- [Data supplied]:
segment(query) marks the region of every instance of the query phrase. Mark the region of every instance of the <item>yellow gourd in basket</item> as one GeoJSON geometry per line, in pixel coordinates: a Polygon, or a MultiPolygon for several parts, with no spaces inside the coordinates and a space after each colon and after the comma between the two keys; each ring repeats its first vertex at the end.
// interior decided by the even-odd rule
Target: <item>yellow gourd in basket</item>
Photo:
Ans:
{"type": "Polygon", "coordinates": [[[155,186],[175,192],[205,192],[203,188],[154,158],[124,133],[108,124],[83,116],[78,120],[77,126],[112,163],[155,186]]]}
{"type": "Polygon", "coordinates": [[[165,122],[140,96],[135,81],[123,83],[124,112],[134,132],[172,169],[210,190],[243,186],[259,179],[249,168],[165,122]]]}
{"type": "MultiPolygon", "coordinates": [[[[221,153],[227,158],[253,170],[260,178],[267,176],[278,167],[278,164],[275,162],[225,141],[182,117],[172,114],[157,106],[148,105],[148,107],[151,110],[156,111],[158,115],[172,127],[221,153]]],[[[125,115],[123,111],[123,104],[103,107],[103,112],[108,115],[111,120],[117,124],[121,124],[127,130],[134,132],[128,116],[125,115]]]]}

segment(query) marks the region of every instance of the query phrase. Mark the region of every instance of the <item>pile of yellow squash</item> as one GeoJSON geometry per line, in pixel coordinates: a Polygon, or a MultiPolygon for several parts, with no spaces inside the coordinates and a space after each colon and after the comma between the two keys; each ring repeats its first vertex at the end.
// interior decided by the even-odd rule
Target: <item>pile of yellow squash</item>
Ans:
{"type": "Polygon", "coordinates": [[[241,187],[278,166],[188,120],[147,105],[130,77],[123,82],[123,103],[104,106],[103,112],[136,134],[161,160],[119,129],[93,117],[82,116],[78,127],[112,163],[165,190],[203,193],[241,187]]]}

- [Aim of the task]: Where a line of the data contains "first", copy that line.

- [Response]:
segment(query) marks the region of every instance of the query phrase. Mark the region of every instance of the <item>yellow gourd in basket</item> as one GeoJSON geometry per line, in pixel coordinates: a Polygon, or a MultiPolygon for several parts, with no spaces inside the coordinates and a space after each colon and after the comma between the two keys; each ring repeats its first vertex at the end.
segment(query) marks the region of every instance of the query phrase. Mark the region of every instance of the <item>pile of yellow squash</item> as one GeoJSON geometry per line, in pixel coordinates: a Polygon, or a MultiPolygon for several parts, with no spaces inside the coordinates and a space after each colon and after the comma between the two keys; each ring repeats its first vertex at the end.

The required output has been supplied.